Data rows:
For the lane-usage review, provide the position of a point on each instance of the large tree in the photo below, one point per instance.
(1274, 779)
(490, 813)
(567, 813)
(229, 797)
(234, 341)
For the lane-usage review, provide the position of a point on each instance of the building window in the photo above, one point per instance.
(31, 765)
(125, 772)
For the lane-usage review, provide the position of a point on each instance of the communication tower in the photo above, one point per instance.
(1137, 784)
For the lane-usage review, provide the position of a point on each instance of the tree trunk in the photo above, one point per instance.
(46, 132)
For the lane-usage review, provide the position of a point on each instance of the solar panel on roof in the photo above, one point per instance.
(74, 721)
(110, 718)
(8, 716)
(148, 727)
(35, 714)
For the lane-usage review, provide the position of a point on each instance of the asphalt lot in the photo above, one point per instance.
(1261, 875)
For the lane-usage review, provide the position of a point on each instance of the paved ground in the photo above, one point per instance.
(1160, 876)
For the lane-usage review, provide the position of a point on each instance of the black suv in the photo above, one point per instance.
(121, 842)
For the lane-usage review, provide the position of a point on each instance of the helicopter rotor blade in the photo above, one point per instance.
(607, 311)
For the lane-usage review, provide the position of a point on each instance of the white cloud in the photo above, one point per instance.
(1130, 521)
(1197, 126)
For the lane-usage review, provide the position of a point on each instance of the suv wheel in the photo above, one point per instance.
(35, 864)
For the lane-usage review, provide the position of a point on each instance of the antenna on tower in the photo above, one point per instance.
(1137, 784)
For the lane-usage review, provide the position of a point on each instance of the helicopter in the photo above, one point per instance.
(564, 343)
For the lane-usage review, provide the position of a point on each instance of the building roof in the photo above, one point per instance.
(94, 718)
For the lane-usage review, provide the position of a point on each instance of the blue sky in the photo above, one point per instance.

Required task: Write out the records above again, keeping each one identical to the original.

Solution for this problem:
For the lane-usage review, provide the position of a point on each instance of the large tree in the photo below, one point per instance.
(1274, 779)
(490, 813)
(567, 813)
(229, 797)
(234, 341)
For the lane-usage review, provide the position of a point on each instance of the building window in the photo above, one point per instance.
(31, 765)
(125, 772)
For the lane-usage review, provide the position of a point on each instance of the communication tower in the photo above, one point per instance.
(1137, 784)
For the lane-usage review, provide the position of a point on each instance of the tree trunk in the photo above, one point per instance.
(46, 132)
For the lane-usage review, provide the position of a point on each instance of the solar panel on roof in the photo above, one point per instance.
(74, 721)
(110, 718)
(8, 716)
(148, 727)
(35, 714)
For the lane-usage review, provide the position of a point on each instance of the asphalt lot in the photo above, one point per instance.
(1261, 875)
For the lane-usage review, provide the position of a point on each instance of the paved ground in the photo above, one point per instance.
(1160, 876)
For the lane-usage review, provide the position of a point on each instance of the black suv in the photo above, one point per instance.
(121, 842)
For the lane-usage review, provide the position of a point on each instance of the helicopter rotor blade in the photo above, one point per instance.
(607, 311)
For the lane-usage review, provide the position of a point on each instance of the white cloud in the photo above, one point per instance.
(1130, 521)
(1197, 126)
For the lane-usage review, provide the position of a point on each instance of the suv wheel in the photo above, one point per instance.
(35, 864)
For the lane-usage review, provide the position of a point on each instance of the antenna on tower in the photo above, one point per instance.
(1137, 784)
For the lane-usage review, provide the position of a point on each instance of the helicopter in the photo above, one point per instance.
(564, 343)
For the lane-usage review, provide the position of a point on each instance of the building roof in the photo above, one point per instance.
(94, 718)
For the lane-usage review, provide the position of a point on each instance of the blue sky in the photo above, one point per instance.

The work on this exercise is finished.